▶ **TASKS**
A: Update the text on The Unfettered Mind, starting at "The Unfettered Mind is" and ending at "to martial arts.", so that "samurai" is replaced by "warriors" throughout that span.
B: Lay out every line of the rows as a Markdown table with the columns Nr and Line, where Nr counts the lines in order. Skip blank lines and leave the pictures out.

▶ **TEXT EXCERPT**

= The Unfettered Mind =

Buddhist treatise by Takuan Sōhō

The Unfettered Mind is a book containing translations from Japanese by William Scott Wilson of three short texts by Takuan Sōhō (1573–1645), a notable monk of the Rinzai sect of Zen Buddhism. Addressed to samurai, the principles expounded in the texts are also applicable to anyone who desires an introduction to Zen philosophy—various kinds of situations are first described, and then commented upon. The book's contents apply Zen Buddhist understandings to martial arts.

==Contents==
All three texts are addressed to the samurai class, and seek to unify the spirit of Zen with the spirit of the sword:

- "The Mysterious Record of Immovable Wisdom" (不動智神妙録 Fudōchi Shinmyōroku), a letter written to Yagyū Munenori, head of the Yagyū Shinkage-ryū school of swordsmanship and teacher to two generations of shōguns
- "The Clear Sound of Jewels" (玲瓏集 Reirōshū), an essay dealing with the fundamental nature of humans: how a swordsman, daimyō—or any person, for that matter—can know the difference between what is right and what is mere selfishness, and can understand the basic question of knowing when and how to die.
- "Annals of the Sword Taia" (太阿記 Taia Ki), a letter written perhaps to Munenori, or possibly to Ono Tadaaki, head of the Ittō school of swordsmanship and an official instructor to the shōguns family and close retainers.

Broadly speaking, "The Mysterious Record of Immovable Wisdom" deals with technique: how the self is related to the Self during confrontation, and how an individual may become a unified whole, while "Annals of the Sword Taia" deals more with the psychological aspects of the relationship between the self and the other.

"The Mysterious Record of Immovable Wisdom" is divided into the following sections:
- The Affliction of Abiding in Ignorance
- The Immovable Wisdom of All Buddhas
- The Interval into Which Not Even a Hair Can Be Entered
- The Action of Spark and Stone
- Where One Puts the Mind
- The Right Mind and the Confused Mind
- The Mind of the Existent Mind and the Mind of No-Mind
- Throw the Gourd into the Water Push It Down and It Will Spin
- Engender the Mind with No Place to Abide (應無所住而生其心【おうむしょじゅうじじょうごしん】ōmusho jūji jōgoshin)

[Saved data entries]
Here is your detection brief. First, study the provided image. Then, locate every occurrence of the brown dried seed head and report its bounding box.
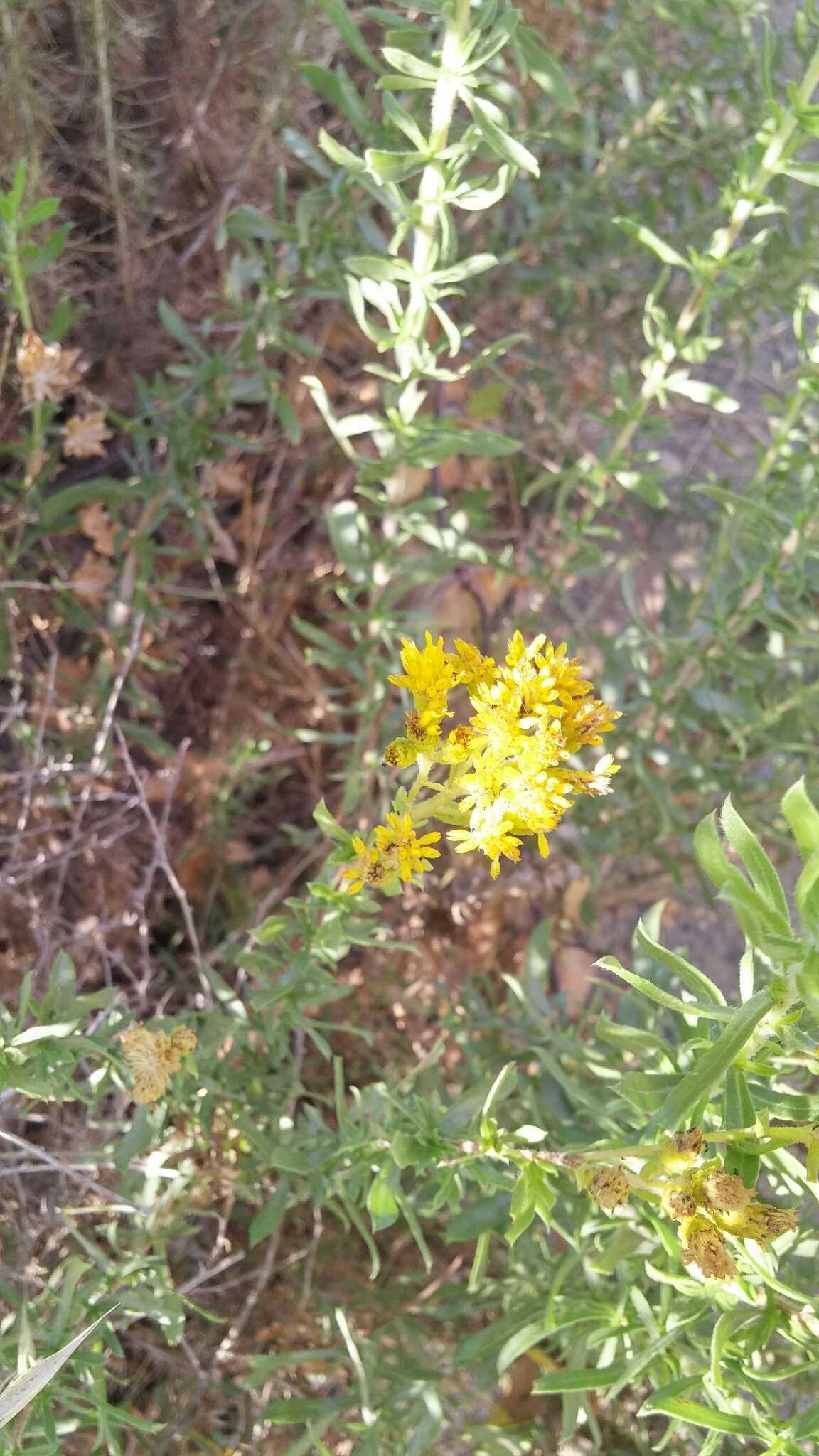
[663,1188,697,1223]
[63,409,111,460]
[587,1167,631,1213]
[702,1169,754,1213]
[722,1203,798,1249]
[18,329,83,405]
[679,1213,736,1278]
[171,1027,197,1057]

▶ **OUTPUTS FOR THE TASKS**
A:
The Unfettered Mind is a book containing translations from Japanese by William Scott Wilson of three short texts by Takuan Sōhō (1573–1645), a notable monk of the Rinzai sect of Zen Buddhism. Addressed to warriors, the principles expounded in the texts are also applicable to anyone who desires an introduction to Zen philosophy—various kinds of situations are first described, and then commented upon. The book's contents apply Zen Buddhist understandings to martial arts.

B:
| Nr | Line |
|---|---|
| 1 | Here is your detection brief. First, study the provided image. Then, locate every occurrence of the brown dried seed head and report its bounding box. |
| 2 | [663,1188,697,1223] |
| 3 | [63,409,111,460] |
| 4 | [587,1167,631,1213] |
| 5 | [702,1169,754,1213] |
| 6 | [722,1203,798,1249] |
| 7 | [18,329,83,405] |
| 8 | [679,1213,736,1278] |
| 9 | [171,1027,197,1057] |